Repeat exactly the lines running from the first line of the data to the line containing "target: white pickup truck", both ends included, and nothing else; drop the pictures.

** Data for analysis follows **

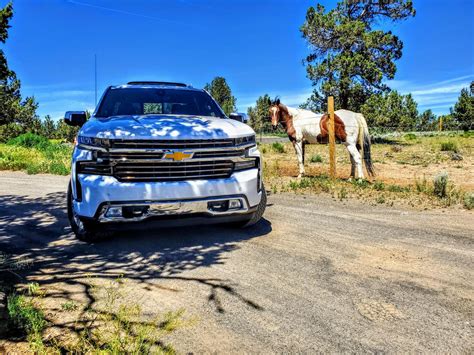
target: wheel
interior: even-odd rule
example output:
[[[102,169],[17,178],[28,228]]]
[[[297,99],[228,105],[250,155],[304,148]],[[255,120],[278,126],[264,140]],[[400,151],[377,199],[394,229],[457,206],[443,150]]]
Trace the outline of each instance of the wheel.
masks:
[[[69,183],[67,188],[67,217],[71,224],[71,229],[77,239],[83,242],[92,243],[104,237],[103,233],[100,233],[99,231],[99,224],[97,222],[83,221],[74,211],[71,183]]]
[[[238,222],[234,224],[235,227],[238,228],[247,228],[256,224],[260,219],[263,217],[263,213],[265,212],[265,208],[267,207],[267,192],[265,191],[265,187],[262,186],[262,198],[260,199],[260,203],[257,206],[257,210],[252,213],[250,219],[242,222]]]

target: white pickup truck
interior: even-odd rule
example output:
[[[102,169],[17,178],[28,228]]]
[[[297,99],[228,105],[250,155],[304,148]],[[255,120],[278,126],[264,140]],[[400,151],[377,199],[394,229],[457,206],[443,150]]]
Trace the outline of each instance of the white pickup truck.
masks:
[[[226,117],[204,90],[181,83],[131,82],[106,89],[80,126],[72,157],[68,217],[77,238],[121,228],[257,223],[266,206],[255,132]]]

** End of Data for analysis **

Result for this exercise ▸
target: wheel
interior: even-odd rule
example output:
[[[102,169],[17,178],[28,228]]]
[[[297,99],[228,105],[250,155],[304,148]],[[255,120],[278,126],[264,140]],[[400,151],[377,199],[394,229],[457,206],[443,150]]]
Trace the outline of each instance of the wheel.
masks:
[[[69,183],[67,188],[67,217],[71,224],[71,229],[77,239],[83,242],[92,243],[104,237],[103,233],[100,233],[99,231],[99,224],[97,222],[83,221],[74,211],[71,183]]]
[[[238,222],[234,224],[235,227],[238,228],[247,228],[256,224],[260,219],[263,217],[263,213],[265,212],[265,208],[267,207],[267,192],[265,191],[265,187],[262,186],[262,198],[260,199],[260,203],[257,206],[257,210],[252,213],[250,219],[242,222]]]

target: white pickup truck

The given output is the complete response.